Instruction:
Show every line of the entries that contains the word "gray", treating uppercase and lowercase as different.

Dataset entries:
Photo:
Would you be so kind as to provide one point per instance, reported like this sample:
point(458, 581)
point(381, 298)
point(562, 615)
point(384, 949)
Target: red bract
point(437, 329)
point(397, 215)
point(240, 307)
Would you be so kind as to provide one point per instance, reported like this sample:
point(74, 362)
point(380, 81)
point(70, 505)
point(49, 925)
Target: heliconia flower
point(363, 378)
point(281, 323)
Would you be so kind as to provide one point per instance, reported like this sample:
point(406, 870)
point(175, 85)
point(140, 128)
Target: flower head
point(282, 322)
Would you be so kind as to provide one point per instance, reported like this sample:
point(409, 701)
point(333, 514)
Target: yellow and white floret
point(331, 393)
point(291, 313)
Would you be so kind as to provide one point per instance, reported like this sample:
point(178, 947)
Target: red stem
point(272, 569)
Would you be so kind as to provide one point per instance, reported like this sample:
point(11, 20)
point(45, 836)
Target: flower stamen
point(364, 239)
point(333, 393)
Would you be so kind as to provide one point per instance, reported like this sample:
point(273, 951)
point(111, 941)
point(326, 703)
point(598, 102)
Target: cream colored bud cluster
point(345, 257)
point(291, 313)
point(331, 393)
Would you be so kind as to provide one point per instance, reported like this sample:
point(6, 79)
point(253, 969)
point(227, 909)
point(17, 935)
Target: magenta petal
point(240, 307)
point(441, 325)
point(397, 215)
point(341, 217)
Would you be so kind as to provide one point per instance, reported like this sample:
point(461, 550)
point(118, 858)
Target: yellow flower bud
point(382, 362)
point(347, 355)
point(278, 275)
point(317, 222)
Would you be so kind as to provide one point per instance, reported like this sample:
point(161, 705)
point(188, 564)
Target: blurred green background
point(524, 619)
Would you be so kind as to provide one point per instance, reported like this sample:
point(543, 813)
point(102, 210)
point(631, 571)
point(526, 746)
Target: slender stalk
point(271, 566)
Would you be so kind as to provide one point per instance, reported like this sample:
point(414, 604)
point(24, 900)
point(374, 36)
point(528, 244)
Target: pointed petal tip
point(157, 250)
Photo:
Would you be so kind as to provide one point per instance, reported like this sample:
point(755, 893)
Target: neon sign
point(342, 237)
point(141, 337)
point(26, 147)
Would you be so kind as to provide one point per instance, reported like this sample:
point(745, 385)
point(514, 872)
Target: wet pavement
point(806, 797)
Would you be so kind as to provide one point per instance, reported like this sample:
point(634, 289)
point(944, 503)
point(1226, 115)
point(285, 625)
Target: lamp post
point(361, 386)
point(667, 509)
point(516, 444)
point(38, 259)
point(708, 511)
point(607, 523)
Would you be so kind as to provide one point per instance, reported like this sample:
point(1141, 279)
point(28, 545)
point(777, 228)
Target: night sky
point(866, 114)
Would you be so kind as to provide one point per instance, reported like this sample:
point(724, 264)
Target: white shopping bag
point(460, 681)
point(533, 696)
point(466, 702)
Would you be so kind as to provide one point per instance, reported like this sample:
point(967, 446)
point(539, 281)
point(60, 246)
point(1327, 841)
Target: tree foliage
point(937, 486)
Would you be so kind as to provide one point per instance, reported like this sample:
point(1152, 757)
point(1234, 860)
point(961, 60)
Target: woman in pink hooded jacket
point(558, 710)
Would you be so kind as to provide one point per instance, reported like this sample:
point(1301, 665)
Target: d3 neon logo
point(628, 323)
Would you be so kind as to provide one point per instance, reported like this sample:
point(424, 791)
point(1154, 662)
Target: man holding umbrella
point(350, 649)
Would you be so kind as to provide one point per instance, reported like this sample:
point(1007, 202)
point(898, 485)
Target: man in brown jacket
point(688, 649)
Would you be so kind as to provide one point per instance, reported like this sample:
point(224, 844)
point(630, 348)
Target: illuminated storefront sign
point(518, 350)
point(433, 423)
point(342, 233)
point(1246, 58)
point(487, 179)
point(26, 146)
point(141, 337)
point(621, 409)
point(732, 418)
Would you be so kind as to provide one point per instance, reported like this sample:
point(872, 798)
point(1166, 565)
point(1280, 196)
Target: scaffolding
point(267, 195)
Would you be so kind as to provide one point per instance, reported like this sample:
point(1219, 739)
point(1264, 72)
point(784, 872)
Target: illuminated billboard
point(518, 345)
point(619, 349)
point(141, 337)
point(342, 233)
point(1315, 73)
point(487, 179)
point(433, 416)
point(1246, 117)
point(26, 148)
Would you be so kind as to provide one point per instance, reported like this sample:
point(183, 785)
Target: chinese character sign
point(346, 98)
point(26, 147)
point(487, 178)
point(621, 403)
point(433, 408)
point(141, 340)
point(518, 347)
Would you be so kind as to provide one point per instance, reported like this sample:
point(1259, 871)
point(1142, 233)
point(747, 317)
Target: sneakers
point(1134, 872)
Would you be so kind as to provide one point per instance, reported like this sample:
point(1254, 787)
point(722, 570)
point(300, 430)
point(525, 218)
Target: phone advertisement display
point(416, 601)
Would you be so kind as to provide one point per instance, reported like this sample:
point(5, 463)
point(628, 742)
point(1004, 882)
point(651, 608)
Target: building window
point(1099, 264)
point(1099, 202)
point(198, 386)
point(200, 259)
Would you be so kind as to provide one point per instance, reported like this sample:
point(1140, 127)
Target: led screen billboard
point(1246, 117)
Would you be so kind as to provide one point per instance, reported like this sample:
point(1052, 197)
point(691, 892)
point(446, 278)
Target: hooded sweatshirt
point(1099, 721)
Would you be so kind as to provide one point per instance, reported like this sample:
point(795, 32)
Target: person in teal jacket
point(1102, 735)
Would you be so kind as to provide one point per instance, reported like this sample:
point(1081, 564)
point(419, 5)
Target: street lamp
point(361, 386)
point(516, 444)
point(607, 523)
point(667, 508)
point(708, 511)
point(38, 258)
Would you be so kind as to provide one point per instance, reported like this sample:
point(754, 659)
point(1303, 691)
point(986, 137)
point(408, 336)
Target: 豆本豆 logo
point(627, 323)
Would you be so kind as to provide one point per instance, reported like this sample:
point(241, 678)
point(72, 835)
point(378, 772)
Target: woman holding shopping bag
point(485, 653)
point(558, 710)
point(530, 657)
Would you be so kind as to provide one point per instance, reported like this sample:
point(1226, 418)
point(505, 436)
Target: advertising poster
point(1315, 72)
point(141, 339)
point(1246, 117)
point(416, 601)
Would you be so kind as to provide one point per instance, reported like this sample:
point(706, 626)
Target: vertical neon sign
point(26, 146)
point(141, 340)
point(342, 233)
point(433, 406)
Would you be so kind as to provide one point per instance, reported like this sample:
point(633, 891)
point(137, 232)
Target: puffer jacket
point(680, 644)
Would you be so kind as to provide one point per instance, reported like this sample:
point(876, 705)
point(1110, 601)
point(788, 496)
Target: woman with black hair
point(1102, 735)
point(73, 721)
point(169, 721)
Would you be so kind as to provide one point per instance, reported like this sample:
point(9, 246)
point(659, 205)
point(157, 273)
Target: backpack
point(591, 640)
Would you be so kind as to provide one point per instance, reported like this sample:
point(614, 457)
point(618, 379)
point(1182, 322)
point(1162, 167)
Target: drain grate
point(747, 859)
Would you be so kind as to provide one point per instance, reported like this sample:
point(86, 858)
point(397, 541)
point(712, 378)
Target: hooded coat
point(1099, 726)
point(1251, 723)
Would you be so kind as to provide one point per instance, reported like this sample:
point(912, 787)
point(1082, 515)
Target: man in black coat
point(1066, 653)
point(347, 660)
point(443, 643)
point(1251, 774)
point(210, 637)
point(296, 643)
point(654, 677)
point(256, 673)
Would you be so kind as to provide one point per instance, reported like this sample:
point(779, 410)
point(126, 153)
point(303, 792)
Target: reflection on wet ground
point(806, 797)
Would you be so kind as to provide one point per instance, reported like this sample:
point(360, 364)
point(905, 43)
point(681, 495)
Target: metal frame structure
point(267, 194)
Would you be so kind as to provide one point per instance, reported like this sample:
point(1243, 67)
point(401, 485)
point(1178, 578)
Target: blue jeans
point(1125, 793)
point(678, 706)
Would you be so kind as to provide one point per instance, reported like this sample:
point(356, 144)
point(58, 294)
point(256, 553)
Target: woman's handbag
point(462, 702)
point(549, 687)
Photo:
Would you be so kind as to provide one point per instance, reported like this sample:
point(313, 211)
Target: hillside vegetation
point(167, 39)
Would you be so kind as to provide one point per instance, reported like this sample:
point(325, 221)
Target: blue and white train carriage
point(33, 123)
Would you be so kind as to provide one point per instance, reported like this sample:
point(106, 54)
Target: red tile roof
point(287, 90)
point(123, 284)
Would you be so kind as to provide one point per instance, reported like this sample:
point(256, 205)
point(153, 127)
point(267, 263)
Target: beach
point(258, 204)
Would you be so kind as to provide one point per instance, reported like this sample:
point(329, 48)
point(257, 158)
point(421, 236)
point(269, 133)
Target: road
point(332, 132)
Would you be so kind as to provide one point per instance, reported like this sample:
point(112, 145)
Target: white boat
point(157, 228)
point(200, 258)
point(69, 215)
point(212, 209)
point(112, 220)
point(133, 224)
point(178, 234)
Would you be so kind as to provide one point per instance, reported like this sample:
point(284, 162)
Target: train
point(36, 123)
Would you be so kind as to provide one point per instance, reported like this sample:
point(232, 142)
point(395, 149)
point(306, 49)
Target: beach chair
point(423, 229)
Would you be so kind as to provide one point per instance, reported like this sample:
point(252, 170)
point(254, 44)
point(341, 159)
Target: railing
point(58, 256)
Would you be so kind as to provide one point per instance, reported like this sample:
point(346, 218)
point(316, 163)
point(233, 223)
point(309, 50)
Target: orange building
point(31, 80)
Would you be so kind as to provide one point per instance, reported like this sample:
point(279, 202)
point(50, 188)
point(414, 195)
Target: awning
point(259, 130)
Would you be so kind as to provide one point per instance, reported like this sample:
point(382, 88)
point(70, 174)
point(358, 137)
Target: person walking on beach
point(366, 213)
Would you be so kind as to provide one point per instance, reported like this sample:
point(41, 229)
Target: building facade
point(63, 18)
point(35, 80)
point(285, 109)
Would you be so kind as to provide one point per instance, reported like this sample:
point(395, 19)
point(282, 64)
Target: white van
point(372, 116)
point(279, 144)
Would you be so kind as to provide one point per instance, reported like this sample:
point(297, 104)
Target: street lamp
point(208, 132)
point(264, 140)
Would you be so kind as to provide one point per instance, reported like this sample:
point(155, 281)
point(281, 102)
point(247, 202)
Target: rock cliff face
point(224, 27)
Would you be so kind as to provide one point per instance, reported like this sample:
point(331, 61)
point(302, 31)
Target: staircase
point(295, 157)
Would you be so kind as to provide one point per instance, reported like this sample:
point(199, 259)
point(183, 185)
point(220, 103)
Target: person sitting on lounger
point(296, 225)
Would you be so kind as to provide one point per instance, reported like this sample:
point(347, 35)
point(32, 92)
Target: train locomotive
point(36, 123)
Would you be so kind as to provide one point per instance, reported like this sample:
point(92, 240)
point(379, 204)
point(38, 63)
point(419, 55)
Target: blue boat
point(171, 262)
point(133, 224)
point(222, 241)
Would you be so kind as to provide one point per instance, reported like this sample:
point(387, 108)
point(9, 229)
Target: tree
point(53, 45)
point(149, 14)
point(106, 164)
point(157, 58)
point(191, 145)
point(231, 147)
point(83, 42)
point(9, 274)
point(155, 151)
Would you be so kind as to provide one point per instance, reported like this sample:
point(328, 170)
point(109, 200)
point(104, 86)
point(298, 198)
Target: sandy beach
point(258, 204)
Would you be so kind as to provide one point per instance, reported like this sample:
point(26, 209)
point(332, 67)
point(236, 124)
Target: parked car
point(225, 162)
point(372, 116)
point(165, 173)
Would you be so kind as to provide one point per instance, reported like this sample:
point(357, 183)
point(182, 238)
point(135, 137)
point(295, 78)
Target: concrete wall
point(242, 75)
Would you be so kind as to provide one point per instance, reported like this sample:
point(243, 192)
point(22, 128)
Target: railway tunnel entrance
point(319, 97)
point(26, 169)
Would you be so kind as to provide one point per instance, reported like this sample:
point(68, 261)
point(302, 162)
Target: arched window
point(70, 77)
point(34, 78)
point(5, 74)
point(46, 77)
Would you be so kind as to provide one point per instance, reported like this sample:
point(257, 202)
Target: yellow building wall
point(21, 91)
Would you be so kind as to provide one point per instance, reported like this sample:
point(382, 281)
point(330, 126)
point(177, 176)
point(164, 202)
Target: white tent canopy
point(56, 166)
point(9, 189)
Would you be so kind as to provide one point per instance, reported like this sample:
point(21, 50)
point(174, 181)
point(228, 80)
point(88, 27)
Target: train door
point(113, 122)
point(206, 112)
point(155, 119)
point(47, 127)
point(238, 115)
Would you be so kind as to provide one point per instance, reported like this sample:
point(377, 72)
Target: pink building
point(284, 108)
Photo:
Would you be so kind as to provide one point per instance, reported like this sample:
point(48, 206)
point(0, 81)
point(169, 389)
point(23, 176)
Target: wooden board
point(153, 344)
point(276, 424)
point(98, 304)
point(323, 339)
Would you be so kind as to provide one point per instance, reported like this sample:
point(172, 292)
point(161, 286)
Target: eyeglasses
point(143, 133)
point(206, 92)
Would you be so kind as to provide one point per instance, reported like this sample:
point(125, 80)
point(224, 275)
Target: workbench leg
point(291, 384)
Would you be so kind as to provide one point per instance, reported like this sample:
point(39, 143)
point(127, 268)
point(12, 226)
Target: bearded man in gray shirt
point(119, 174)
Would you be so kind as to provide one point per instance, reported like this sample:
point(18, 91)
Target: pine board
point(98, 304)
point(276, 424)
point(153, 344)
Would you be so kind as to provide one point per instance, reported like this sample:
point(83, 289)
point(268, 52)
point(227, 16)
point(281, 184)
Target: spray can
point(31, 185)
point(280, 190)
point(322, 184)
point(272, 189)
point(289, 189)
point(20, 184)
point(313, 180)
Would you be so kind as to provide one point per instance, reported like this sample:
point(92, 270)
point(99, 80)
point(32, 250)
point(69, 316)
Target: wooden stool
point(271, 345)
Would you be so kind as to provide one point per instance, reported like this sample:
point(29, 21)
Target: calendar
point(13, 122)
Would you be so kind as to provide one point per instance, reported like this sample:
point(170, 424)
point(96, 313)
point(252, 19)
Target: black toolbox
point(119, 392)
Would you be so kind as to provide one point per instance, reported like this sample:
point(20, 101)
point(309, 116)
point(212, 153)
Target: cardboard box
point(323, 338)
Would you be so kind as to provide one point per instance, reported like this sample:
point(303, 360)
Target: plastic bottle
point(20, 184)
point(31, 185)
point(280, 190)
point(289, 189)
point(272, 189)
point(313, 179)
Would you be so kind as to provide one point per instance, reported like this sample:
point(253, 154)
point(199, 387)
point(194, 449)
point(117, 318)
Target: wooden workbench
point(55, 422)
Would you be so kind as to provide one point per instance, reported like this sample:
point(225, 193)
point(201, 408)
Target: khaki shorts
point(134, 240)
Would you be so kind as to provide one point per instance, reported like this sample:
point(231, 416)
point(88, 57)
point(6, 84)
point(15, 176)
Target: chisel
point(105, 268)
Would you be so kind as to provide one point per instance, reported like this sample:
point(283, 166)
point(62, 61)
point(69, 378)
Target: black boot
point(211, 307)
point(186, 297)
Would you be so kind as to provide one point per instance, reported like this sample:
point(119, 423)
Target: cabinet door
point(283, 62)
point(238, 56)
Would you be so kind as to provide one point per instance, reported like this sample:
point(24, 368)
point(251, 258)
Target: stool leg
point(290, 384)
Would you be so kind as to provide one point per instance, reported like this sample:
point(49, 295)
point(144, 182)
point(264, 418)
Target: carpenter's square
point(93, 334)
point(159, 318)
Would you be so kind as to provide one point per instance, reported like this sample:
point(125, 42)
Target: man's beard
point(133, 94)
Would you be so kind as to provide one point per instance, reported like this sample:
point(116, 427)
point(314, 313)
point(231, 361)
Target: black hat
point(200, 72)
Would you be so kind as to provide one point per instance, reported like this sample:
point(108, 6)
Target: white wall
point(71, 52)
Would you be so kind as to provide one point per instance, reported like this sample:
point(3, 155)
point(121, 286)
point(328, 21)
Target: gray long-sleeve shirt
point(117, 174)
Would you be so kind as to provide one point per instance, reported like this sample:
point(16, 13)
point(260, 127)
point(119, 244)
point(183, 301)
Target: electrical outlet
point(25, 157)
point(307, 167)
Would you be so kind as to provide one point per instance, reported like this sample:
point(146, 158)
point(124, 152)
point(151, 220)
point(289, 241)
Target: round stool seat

Solution to this task:
Target: bearded man in gray shirt
Target: gray long-sleeve shirt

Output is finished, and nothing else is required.